* [Set problem] Pick out every line in the listing below that contains the word "concrete" and copy each one in full.

* [Provided records]
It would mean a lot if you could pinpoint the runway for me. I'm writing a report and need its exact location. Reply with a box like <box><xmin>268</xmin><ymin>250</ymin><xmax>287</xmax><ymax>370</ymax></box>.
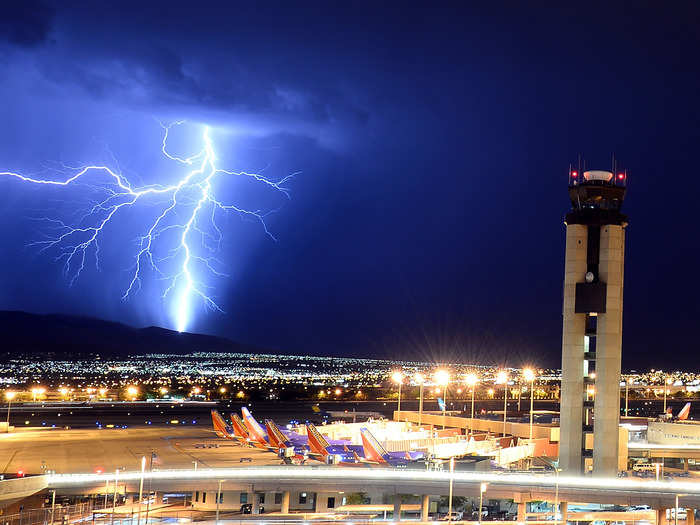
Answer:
<box><xmin>0</xmin><ymin>426</ymin><xmax>280</xmax><ymax>476</ymax></box>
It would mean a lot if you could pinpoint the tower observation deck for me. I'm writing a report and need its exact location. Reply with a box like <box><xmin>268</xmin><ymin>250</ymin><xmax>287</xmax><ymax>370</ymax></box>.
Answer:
<box><xmin>559</xmin><ymin>170</ymin><xmax>627</xmax><ymax>475</ymax></box>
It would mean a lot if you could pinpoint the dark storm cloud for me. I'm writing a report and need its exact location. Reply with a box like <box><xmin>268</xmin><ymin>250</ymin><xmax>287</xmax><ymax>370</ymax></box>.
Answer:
<box><xmin>0</xmin><ymin>0</ymin><xmax>55</xmax><ymax>47</ymax></box>
<box><xmin>6</xmin><ymin>5</ymin><xmax>378</xmax><ymax>147</ymax></box>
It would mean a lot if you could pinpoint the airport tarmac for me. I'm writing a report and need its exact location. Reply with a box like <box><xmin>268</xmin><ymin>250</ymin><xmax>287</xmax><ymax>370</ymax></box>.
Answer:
<box><xmin>0</xmin><ymin>426</ymin><xmax>281</xmax><ymax>476</ymax></box>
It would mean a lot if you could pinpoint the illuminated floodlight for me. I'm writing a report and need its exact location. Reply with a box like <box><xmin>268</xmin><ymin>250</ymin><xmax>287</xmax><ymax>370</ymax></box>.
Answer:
<box><xmin>435</xmin><ymin>369</ymin><xmax>450</xmax><ymax>385</ymax></box>
<box><xmin>464</xmin><ymin>373</ymin><xmax>479</xmax><ymax>387</ymax></box>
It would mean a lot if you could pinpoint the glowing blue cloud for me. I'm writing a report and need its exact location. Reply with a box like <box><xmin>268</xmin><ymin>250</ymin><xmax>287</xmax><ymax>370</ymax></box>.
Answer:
<box><xmin>0</xmin><ymin>122</ymin><xmax>294</xmax><ymax>332</ymax></box>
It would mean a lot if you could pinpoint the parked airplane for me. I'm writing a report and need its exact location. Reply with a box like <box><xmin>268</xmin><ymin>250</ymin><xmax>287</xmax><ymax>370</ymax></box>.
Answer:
<box><xmin>211</xmin><ymin>407</ymin><xmax>423</xmax><ymax>466</ymax></box>
<box><xmin>360</xmin><ymin>428</ymin><xmax>424</xmax><ymax>467</ymax></box>
<box><xmin>211</xmin><ymin>410</ymin><xmax>239</xmax><ymax>440</ymax></box>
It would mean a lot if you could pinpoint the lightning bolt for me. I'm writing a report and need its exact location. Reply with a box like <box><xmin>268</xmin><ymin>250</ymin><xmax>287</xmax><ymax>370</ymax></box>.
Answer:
<box><xmin>0</xmin><ymin>121</ymin><xmax>296</xmax><ymax>332</ymax></box>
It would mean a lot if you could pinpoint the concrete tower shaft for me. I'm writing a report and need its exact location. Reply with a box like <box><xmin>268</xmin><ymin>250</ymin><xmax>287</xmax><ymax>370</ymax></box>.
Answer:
<box><xmin>559</xmin><ymin>171</ymin><xmax>627</xmax><ymax>475</ymax></box>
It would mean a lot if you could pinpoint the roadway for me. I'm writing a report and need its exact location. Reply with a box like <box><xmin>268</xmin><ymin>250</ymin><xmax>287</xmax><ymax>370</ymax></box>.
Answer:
<box><xmin>0</xmin><ymin>425</ymin><xmax>280</xmax><ymax>475</ymax></box>
<box><xmin>46</xmin><ymin>466</ymin><xmax>700</xmax><ymax>508</ymax></box>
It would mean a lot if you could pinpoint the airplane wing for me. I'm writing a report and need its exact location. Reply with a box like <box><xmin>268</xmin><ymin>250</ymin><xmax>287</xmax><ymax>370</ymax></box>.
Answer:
<box><xmin>678</xmin><ymin>403</ymin><xmax>690</xmax><ymax>421</ymax></box>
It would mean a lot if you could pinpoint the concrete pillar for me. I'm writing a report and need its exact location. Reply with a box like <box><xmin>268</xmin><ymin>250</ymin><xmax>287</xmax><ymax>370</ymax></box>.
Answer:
<box><xmin>280</xmin><ymin>490</ymin><xmax>291</xmax><ymax>514</ymax></box>
<box><xmin>593</xmin><ymin>224</ymin><xmax>625</xmax><ymax>476</ymax></box>
<box><xmin>654</xmin><ymin>507</ymin><xmax>668</xmax><ymax>525</ymax></box>
<box><xmin>517</xmin><ymin>501</ymin><xmax>527</xmax><ymax>523</ymax></box>
<box><xmin>559</xmin><ymin>224</ymin><xmax>588</xmax><ymax>474</ymax></box>
<box><xmin>559</xmin><ymin>501</ymin><xmax>569</xmax><ymax>525</ymax></box>
<box><xmin>420</xmin><ymin>494</ymin><xmax>430</xmax><ymax>521</ymax></box>
<box><xmin>392</xmin><ymin>494</ymin><xmax>401</xmax><ymax>521</ymax></box>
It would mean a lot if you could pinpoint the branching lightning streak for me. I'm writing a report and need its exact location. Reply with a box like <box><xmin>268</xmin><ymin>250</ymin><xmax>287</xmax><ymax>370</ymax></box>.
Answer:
<box><xmin>0</xmin><ymin>122</ymin><xmax>295</xmax><ymax>332</ymax></box>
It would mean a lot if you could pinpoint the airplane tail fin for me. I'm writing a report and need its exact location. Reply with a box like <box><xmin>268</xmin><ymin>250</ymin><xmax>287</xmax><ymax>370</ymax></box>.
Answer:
<box><xmin>265</xmin><ymin>419</ymin><xmax>290</xmax><ymax>448</ymax></box>
<box><xmin>241</xmin><ymin>407</ymin><xmax>267</xmax><ymax>443</ymax></box>
<box><xmin>306</xmin><ymin>423</ymin><xmax>330</xmax><ymax>456</ymax></box>
<box><xmin>211</xmin><ymin>410</ymin><xmax>231</xmax><ymax>438</ymax></box>
<box><xmin>360</xmin><ymin>428</ymin><xmax>389</xmax><ymax>463</ymax></box>
<box><xmin>678</xmin><ymin>403</ymin><xmax>690</xmax><ymax>421</ymax></box>
<box><xmin>231</xmin><ymin>414</ymin><xmax>250</xmax><ymax>439</ymax></box>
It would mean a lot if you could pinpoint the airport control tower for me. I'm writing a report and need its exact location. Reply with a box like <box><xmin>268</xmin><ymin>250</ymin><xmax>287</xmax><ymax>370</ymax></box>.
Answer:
<box><xmin>559</xmin><ymin>169</ymin><xmax>627</xmax><ymax>476</ymax></box>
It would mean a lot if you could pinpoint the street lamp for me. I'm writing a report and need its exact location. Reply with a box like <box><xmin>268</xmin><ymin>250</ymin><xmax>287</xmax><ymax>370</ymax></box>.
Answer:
<box><xmin>413</xmin><ymin>372</ymin><xmax>425</xmax><ymax>426</ymax></box>
<box><xmin>216</xmin><ymin>479</ymin><xmax>223</xmax><ymax>525</ymax></box>
<box><xmin>126</xmin><ymin>386</ymin><xmax>139</xmax><ymax>401</ymax></box>
<box><xmin>5</xmin><ymin>391</ymin><xmax>17</xmax><ymax>433</ymax></box>
<box><xmin>391</xmin><ymin>370</ymin><xmax>403</xmax><ymax>417</ymax></box>
<box><xmin>523</xmin><ymin>368</ymin><xmax>535</xmax><ymax>440</ymax></box>
<box><xmin>664</xmin><ymin>378</ymin><xmax>673</xmax><ymax>415</ymax></box>
<box><xmin>136</xmin><ymin>456</ymin><xmax>150</xmax><ymax>525</ymax></box>
<box><xmin>465</xmin><ymin>373</ymin><xmax>479</xmax><ymax>426</ymax></box>
<box><xmin>496</xmin><ymin>370</ymin><xmax>508</xmax><ymax>437</ymax></box>
<box><xmin>435</xmin><ymin>370</ymin><xmax>450</xmax><ymax>429</ymax></box>
<box><xmin>479</xmin><ymin>482</ymin><xmax>489</xmax><ymax>525</ymax></box>
<box><xmin>447</xmin><ymin>456</ymin><xmax>454</xmax><ymax>525</ymax></box>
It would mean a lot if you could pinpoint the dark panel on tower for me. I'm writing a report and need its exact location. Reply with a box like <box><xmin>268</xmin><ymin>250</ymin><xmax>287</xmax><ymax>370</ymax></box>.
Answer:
<box><xmin>574</xmin><ymin>281</ymin><xmax>608</xmax><ymax>314</ymax></box>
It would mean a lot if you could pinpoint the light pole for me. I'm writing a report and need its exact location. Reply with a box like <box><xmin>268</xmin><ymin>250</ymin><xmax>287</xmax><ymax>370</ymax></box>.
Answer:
<box><xmin>479</xmin><ymin>483</ymin><xmax>489</xmax><ymax>525</ymax></box>
<box><xmin>465</xmin><ymin>373</ymin><xmax>479</xmax><ymax>430</ymax></box>
<box><xmin>5</xmin><ymin>391</ymin><xmax>17</xmax><ymax>433</ymax></box>
<box><xmin>136</xmin><ymin>456</ymin><xmax>146</xmax><ymax>525</ymax></box>
<box><xmin>216</xmin><ymin>479</ymin><xmax>223</xmax><ymax>525</ymax></box>
<box><xmin>447</xmin><ymin>456</ymin><xmax>454</xmax><ymax>525</ymax></box>
<box><xmin>554</xmin><ymin>467</ymin><xmax>559</xmax><ymax>524</ymax></box>
<box><xmin>435</xmin><ymin>370</ymin><xmax>450</xmax><ymax>429</ymax></box>
<box><xmin>110</xmin><ymin>469</ymin><xmax>119</xmax><ymax>524</ymax></box>
<box><xmin>523</xmin><ymin>368</ymin><xmax>535</xmax><ymax>441</ymax></box>
<box><xmin>413</xmin><ymin>372</ymin><xmax>425</xmax><ymax>426</ymax></box>
<box><xmin>496</xmin><ymin>370</ymin><xmax>508</xmax><ymax>437</ymax></box>
<box><xmin>391</xmin><ymin>370</ymin><xmax>403</xmax><ymax>418</ymax></box>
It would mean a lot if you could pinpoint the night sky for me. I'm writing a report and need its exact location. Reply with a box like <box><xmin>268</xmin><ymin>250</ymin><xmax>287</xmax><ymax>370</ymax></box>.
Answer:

* [Written response]
It would mean a lot if you could pinpoint the concrete tower shaft for me. I'm writing a report and need its exact location. Reply with a box like <box><xmin>268</xmin><ymin>250</ymin><xmax>287</xmax><ymax>370</ymax></box>.
It would mean a lot if you could pinpoint the concrete pillar for me. I'm writing a report and need its exact location. Reply with a box like <box><xmin>268</xmin><ymin>250</ymin><xmax>287</xmax><ymax>370</ymax></box>.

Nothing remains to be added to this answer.